Source records
=-=-=

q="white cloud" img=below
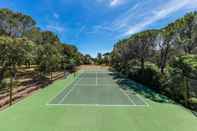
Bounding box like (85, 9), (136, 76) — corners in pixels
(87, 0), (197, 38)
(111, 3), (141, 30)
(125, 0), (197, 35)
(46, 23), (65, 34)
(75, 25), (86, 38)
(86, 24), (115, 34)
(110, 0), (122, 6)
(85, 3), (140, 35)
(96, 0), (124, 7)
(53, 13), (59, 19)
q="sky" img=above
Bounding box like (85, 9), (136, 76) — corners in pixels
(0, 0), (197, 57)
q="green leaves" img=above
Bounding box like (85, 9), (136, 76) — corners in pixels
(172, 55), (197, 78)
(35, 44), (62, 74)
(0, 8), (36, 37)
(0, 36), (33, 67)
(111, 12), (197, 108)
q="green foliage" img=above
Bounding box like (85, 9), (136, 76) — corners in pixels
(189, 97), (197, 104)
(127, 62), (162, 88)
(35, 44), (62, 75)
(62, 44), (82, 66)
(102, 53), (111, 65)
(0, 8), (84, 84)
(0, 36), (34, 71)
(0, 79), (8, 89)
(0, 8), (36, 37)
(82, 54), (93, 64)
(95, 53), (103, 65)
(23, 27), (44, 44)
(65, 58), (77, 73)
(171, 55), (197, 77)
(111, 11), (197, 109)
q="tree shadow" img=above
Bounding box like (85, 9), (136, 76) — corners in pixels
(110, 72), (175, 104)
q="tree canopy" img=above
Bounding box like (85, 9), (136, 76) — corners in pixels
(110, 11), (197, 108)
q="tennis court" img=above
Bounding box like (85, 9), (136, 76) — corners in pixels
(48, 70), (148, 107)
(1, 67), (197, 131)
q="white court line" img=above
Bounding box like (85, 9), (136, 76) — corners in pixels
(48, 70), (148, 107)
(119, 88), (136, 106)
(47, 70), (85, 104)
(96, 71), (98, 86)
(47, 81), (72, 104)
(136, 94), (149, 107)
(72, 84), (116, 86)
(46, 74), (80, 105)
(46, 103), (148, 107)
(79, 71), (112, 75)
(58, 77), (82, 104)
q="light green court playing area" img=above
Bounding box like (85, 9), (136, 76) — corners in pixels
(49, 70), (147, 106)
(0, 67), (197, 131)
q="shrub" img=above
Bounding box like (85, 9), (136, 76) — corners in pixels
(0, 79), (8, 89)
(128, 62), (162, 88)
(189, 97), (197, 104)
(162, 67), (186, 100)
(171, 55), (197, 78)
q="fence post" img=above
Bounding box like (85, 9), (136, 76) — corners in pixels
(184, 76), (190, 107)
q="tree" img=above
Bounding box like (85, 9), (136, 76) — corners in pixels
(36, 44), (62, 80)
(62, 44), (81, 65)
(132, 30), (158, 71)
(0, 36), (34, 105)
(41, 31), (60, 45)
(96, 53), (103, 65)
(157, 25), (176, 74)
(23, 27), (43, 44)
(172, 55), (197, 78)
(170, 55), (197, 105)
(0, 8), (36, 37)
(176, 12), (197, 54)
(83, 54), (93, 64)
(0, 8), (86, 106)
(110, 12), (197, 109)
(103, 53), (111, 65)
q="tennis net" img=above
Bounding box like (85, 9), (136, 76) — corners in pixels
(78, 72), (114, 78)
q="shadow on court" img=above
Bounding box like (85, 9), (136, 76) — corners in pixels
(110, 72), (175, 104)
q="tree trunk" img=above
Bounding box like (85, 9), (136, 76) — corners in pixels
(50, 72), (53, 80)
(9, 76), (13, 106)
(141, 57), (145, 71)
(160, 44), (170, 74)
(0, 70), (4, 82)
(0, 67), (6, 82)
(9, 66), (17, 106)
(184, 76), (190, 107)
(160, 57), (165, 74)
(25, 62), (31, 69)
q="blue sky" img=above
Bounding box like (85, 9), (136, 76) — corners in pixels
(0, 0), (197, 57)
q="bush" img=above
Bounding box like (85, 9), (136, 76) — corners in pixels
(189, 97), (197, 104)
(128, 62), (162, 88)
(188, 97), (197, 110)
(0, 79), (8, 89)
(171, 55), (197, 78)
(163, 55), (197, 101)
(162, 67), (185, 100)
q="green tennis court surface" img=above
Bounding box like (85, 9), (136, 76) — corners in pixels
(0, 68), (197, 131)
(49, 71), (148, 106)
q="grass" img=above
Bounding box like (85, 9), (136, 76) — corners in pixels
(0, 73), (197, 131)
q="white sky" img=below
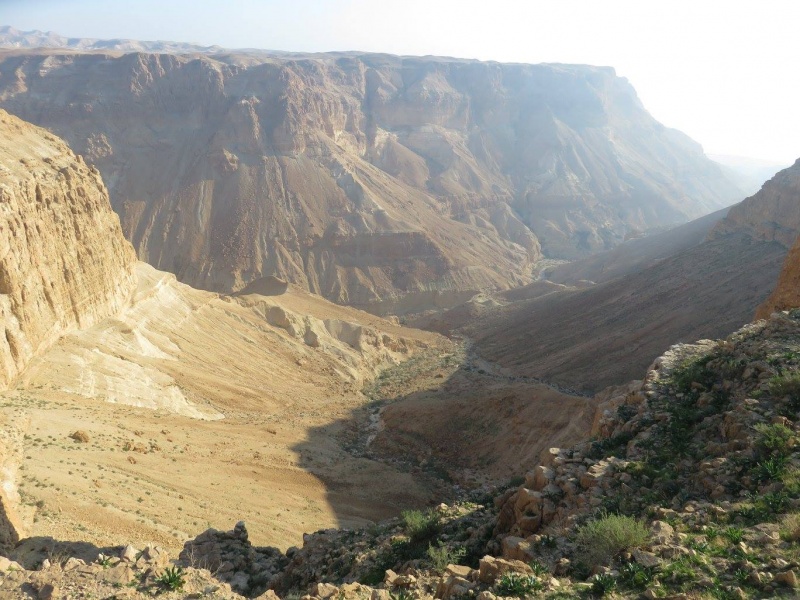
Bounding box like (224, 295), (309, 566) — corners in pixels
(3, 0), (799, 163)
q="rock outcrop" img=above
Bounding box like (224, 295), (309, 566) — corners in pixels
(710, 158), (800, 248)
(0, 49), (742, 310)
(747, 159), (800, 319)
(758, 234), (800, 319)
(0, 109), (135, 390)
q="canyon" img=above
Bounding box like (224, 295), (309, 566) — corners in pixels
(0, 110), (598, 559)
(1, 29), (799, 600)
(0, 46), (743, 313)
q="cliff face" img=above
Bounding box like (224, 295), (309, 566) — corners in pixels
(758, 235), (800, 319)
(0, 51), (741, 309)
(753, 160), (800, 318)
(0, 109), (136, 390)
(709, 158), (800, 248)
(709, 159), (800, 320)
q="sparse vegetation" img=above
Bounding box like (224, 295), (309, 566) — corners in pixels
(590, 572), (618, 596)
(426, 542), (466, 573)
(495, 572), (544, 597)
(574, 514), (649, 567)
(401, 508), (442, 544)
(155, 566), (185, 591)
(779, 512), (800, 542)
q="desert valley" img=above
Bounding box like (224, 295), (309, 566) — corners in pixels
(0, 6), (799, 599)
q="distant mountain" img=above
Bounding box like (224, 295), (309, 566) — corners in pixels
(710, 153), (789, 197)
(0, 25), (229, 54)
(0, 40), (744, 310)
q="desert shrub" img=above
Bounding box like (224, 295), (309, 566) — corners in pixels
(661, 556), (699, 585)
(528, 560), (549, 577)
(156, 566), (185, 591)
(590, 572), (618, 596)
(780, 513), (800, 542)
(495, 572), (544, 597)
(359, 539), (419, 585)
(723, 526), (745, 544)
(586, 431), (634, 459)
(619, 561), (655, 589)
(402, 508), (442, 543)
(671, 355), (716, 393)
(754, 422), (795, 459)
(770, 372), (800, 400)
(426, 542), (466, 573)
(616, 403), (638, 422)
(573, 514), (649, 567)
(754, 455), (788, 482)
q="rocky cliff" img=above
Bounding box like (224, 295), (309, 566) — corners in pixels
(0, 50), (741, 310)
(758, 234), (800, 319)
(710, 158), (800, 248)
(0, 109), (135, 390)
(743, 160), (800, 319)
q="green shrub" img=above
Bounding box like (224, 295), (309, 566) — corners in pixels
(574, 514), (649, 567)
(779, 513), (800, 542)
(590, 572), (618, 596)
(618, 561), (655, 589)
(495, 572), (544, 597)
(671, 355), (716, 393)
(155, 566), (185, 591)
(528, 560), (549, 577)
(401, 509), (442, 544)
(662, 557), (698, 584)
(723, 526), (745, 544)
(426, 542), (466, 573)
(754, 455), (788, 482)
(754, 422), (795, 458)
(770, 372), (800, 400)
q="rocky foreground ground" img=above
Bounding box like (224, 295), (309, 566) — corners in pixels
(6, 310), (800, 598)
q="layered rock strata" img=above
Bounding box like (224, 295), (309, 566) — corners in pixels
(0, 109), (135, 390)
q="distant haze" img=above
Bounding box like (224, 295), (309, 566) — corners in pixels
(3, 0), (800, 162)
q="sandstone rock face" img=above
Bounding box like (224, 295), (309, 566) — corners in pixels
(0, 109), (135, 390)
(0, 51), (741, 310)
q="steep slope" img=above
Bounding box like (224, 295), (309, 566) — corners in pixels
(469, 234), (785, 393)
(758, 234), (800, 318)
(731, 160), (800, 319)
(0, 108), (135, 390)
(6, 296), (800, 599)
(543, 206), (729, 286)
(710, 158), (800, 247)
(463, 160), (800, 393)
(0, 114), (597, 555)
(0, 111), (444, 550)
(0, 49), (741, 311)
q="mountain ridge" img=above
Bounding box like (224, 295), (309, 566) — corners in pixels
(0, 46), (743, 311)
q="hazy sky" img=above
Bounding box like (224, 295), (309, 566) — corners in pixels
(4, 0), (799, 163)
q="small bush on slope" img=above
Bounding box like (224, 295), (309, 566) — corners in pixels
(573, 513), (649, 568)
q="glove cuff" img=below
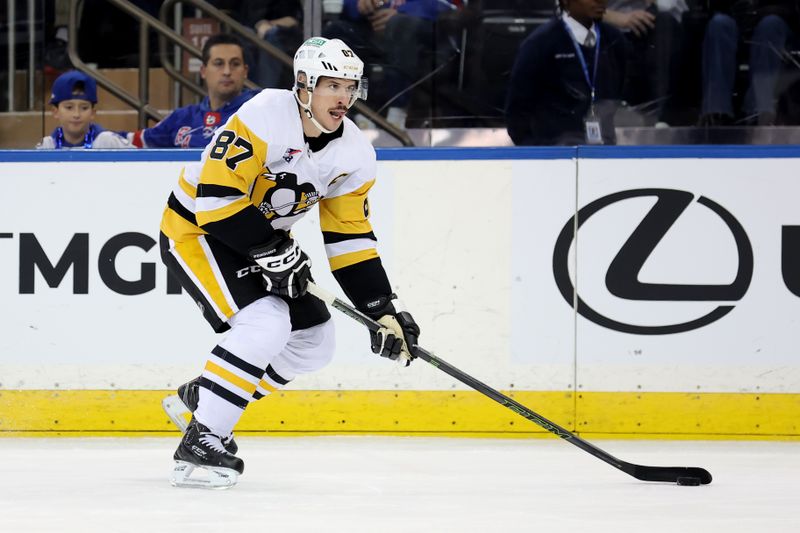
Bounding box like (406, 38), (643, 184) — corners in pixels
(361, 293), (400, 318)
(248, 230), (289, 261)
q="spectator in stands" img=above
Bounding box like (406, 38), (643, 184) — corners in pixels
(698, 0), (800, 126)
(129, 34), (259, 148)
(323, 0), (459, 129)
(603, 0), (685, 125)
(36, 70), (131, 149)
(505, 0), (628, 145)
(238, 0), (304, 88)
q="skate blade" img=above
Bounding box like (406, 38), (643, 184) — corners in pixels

=-=-=

## Directions
Look through the data above for the string "green" and copy every line where it appears.

## Solution to this task
q="green leaves" img=above
q="green foliage" img=above
q="light green court playing area" img=above
q="green tennis court surface" img=above
q="green shrub" img=above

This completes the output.